**Exercise aim**: Copy exactly, and only, the lines from the one containing "Phrase: soccer ball" through the last line of the records below.

Referring expression pointing data
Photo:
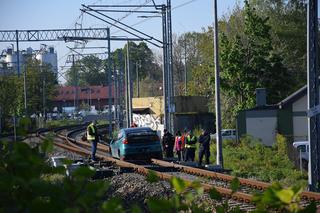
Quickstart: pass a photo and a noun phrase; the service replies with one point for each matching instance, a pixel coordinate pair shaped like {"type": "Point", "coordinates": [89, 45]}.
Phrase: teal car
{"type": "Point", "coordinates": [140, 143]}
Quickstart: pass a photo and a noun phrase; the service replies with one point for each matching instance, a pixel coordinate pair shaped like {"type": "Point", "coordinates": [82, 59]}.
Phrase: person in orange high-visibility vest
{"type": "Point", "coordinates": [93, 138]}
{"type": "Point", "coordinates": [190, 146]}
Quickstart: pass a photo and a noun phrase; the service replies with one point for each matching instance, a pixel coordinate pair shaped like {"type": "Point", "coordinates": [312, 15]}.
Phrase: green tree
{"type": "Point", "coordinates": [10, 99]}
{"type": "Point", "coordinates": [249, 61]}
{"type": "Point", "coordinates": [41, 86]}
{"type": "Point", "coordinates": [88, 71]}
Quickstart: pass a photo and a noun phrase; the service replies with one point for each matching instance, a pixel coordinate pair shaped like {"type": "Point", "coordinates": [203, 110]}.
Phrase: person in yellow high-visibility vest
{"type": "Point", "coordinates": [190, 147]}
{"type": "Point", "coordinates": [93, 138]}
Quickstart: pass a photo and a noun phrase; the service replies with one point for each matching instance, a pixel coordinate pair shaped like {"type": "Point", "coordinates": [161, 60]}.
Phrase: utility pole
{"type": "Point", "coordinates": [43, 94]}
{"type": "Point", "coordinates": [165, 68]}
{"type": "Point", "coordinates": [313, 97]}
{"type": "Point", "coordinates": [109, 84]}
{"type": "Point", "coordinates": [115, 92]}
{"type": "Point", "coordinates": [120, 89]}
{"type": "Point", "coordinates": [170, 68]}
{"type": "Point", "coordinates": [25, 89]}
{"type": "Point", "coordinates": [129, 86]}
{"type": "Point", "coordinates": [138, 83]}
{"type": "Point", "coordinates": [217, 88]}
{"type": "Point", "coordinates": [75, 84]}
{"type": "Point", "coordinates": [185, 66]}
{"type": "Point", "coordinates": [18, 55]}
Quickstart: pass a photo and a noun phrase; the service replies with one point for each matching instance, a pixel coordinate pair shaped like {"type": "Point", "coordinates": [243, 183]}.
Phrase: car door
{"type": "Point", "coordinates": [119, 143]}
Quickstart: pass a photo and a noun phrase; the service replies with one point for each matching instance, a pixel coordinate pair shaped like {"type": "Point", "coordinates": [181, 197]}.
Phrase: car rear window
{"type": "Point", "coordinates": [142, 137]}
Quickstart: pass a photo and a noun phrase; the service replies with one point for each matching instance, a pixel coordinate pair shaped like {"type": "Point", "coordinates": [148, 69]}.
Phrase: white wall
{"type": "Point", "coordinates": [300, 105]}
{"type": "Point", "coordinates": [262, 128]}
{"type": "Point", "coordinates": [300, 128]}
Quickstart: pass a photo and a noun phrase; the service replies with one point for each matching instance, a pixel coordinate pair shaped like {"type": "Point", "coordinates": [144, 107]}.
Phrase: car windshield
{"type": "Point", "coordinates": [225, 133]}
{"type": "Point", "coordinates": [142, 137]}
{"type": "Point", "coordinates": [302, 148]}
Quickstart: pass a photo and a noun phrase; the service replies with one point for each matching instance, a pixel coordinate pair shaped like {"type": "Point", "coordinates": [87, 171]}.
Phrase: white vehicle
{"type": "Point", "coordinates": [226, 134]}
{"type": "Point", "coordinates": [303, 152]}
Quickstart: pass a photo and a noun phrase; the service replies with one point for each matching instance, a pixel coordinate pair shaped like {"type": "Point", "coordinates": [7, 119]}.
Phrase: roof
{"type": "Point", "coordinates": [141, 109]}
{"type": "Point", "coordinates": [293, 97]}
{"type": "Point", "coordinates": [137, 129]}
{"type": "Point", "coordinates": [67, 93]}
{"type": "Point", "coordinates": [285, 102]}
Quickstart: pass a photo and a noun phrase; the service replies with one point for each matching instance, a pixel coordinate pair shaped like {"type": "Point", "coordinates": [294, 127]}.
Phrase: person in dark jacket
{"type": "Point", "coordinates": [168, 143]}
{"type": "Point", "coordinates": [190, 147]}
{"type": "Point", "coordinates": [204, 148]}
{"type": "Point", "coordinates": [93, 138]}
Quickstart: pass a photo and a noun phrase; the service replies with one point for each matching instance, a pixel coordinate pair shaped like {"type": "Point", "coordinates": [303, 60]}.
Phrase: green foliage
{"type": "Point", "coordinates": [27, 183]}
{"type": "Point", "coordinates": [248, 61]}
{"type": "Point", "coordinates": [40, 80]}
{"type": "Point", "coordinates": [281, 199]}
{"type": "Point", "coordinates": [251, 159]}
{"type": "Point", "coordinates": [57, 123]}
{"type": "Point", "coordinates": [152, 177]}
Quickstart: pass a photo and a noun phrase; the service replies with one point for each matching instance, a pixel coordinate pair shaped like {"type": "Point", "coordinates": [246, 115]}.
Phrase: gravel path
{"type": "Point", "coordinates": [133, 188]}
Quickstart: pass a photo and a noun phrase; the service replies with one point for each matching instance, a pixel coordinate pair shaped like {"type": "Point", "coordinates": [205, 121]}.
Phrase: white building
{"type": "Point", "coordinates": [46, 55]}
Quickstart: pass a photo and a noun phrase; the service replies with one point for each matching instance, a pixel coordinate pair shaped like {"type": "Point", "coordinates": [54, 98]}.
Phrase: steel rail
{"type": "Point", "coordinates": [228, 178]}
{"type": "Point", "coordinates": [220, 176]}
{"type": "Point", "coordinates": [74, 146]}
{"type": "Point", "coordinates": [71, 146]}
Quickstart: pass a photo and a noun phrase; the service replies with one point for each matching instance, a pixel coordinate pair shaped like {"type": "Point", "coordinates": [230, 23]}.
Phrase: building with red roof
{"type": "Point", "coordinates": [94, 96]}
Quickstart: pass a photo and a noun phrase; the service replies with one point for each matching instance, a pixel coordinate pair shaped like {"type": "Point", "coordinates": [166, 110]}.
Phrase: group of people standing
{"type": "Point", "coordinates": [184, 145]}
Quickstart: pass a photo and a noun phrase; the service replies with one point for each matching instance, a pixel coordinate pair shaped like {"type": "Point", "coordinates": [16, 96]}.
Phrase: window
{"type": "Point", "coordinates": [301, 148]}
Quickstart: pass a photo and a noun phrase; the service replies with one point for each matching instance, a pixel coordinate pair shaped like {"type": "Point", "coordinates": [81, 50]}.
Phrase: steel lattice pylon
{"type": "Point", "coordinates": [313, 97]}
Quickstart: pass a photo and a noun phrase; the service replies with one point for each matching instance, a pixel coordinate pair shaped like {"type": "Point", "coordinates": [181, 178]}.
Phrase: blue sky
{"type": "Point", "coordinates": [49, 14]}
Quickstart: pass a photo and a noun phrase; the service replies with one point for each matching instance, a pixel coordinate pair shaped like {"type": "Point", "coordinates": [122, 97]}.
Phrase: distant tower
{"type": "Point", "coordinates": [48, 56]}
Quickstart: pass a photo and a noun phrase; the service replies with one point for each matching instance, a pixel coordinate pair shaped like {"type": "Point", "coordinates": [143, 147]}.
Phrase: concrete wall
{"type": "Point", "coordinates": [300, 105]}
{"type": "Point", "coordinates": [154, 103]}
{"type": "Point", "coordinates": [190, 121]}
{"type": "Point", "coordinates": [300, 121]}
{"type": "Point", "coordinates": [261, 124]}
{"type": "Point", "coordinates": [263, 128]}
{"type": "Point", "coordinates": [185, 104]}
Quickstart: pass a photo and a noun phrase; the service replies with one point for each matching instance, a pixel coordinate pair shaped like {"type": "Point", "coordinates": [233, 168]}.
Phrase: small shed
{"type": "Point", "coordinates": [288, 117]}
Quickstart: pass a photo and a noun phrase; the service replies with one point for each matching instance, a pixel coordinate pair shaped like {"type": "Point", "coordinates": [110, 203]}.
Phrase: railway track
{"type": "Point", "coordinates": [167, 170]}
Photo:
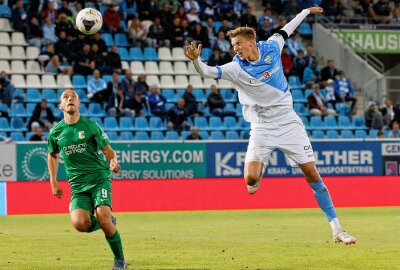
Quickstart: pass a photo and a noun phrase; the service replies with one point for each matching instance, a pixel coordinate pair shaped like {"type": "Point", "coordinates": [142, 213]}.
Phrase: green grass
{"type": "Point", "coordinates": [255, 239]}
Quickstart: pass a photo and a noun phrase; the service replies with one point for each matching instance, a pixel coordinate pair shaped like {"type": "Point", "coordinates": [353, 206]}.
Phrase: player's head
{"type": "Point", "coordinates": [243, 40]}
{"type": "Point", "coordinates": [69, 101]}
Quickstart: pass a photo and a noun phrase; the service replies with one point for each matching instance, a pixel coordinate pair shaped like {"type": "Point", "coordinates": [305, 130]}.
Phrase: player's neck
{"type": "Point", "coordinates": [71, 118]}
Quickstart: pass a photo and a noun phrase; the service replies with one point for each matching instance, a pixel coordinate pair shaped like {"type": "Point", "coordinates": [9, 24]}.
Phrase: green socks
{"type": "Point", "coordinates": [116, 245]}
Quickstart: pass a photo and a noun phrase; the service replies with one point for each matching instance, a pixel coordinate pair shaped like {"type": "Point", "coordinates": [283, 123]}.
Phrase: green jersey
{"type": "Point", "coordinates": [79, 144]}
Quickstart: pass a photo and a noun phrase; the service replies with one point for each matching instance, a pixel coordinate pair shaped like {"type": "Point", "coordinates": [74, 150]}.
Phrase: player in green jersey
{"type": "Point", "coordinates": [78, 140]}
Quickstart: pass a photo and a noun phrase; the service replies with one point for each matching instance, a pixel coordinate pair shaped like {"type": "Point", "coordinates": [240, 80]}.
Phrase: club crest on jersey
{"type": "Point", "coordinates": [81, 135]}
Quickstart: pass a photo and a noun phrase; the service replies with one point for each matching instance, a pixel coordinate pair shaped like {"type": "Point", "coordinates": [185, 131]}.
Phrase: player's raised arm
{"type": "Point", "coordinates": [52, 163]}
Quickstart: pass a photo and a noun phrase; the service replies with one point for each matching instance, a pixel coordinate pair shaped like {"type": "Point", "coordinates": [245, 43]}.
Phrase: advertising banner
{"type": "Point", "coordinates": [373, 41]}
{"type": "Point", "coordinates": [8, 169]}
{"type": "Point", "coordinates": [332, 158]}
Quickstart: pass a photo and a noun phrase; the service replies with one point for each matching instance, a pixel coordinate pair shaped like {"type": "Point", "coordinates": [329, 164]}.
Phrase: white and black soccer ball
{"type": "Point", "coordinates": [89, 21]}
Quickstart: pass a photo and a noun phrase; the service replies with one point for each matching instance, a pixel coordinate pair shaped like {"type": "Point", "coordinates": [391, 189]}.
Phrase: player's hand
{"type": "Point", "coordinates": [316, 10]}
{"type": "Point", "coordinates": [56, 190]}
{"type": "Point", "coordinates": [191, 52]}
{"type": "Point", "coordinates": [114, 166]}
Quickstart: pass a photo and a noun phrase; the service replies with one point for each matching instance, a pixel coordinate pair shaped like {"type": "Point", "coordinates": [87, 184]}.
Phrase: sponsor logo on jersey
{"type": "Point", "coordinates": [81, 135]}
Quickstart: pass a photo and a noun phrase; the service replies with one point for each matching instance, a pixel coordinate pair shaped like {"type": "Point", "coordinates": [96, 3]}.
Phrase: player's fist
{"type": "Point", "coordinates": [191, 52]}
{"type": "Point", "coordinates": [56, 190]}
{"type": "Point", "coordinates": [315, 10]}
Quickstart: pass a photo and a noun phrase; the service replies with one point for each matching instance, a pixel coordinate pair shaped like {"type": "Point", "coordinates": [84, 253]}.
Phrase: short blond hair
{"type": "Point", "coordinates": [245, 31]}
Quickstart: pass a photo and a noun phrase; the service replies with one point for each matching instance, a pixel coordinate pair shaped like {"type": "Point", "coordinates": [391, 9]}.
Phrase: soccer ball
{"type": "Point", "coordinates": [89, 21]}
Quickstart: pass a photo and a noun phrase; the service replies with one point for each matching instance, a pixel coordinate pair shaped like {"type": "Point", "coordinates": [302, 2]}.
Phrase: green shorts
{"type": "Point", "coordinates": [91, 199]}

**Written response**:
Phrase: soccer ball
{"type": "Point", "coordinates": [89, 21]}
Quickstart: pass a photo and a noun phrase; the service replies with one point for each matching instance, a pixel coordinate pair shaped like {"type": "Point", "coordinates": [302, 2]}.
Phrase: green shorts
{"type": "Point", "coordinates": [91, 199]}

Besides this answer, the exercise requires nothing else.